= Rumelhart Prize =

Cognitive science prize

The David E. Rumelhart Prize for Contributions to the Theoretical Foundations of Human Cognition was founded in 2001 in honor of the cognitive scientist David Rumelhart to introduce the equivalent of a Nobel Prize for cognitive science. It is awarded annually to "an individual or collaborative team making a significant contemporary contribution to the theoretical foundations of human cognition". The annual award is presented at the Cognitive Science Society meeting, where the recipient gives a lecture and receives a check for $100,000. At the conclusion of the ceremony, the next year's award winner is announced. The award is funded by the Robert J. Glushko and Pamela Samuelson Foundation.

The Rumelhart Prize committee is independent of the Cognitive Science Society. However, the society provides a large and interested audience for the awards.

== Selection Committee ==
As of 2022, the selection committee for the prize consisted of:
- Richard Cooper (chair)

> _Extracted material_
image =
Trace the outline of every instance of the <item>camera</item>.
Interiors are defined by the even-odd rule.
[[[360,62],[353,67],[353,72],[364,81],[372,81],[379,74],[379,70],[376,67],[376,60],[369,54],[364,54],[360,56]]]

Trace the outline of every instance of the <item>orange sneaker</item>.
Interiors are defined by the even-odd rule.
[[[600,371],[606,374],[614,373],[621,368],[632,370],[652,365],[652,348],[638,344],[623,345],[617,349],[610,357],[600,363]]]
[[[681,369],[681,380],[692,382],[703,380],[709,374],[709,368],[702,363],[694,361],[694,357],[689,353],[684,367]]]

> _Things to do_
A: In the Rumelhart Prize text, which foundation funds the award?
B: Write out the part of the Rumelhart Prize text starting at "The Rumelhart Prize" and ending at "for the awards.".

> _Solutions below_
A: The Robert J. Glushko and Pamela Samuelson Foundation.

B:
The Rumelhart Prize committee is independent of the Cognitive Science Society. However, the society provides a large and interested audience for the awards.